DATASET ENTRIES =>
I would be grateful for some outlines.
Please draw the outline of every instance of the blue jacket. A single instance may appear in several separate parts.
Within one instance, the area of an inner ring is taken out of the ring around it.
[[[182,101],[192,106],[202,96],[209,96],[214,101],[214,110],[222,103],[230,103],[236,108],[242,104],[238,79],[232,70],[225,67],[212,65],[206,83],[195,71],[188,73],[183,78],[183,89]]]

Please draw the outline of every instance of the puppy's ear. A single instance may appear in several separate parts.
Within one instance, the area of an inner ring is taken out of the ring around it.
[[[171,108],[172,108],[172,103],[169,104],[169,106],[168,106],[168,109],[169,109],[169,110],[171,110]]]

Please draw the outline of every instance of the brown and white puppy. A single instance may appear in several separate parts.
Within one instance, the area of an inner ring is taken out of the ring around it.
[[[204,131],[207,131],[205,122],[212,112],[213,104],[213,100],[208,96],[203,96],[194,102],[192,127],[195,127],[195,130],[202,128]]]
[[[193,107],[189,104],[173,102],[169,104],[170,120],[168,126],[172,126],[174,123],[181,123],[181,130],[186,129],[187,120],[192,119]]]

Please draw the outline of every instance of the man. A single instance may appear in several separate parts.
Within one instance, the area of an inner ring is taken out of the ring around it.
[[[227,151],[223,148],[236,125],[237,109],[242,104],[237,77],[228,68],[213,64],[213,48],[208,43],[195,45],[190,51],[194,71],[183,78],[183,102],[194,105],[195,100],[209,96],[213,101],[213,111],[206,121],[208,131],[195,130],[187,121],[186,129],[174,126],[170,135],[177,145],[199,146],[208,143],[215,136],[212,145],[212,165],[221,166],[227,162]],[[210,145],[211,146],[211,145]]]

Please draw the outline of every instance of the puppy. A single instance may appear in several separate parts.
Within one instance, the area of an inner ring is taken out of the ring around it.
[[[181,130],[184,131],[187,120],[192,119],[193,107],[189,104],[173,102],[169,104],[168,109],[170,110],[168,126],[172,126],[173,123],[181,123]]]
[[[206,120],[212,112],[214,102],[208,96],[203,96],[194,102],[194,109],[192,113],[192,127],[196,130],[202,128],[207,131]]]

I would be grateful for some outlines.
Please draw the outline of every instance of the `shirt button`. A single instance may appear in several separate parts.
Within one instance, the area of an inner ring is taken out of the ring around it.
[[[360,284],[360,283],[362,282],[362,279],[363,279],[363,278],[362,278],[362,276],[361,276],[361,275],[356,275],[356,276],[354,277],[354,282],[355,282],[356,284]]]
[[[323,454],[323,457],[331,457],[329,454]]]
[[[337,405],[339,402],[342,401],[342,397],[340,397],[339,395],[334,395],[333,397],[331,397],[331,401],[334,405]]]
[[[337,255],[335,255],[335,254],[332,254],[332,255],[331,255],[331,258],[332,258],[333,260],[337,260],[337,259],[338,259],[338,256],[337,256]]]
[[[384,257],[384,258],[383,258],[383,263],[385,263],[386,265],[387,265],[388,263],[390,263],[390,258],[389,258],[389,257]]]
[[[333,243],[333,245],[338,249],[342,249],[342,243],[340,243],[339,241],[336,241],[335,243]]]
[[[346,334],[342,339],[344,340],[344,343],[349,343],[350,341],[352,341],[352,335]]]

INSTRUCTIONS TO FOLLOW =>
Where a line of the records holds the word "draw", copy that line.

ANSWER TO THE EXERCISE =>
Please draw the outline of every instance of the blue jacket. A single instance may appear in several separate parts.
Please draw the outline of every instance of the puppy's ear. A single instance may appear in several separate parts.
Please draw the outline of every instance of the brown and white puppy. A single instance may appear in several separate parts.
Please draw the outline of every instance of the man. A single instance may appear in several separate parts.
Please draw the outline of every instance of the puppy. A single instance may appear in several separate parts.
Please draw the outline of every instance of the `shirt button`. A single instance may appear in several separate parts.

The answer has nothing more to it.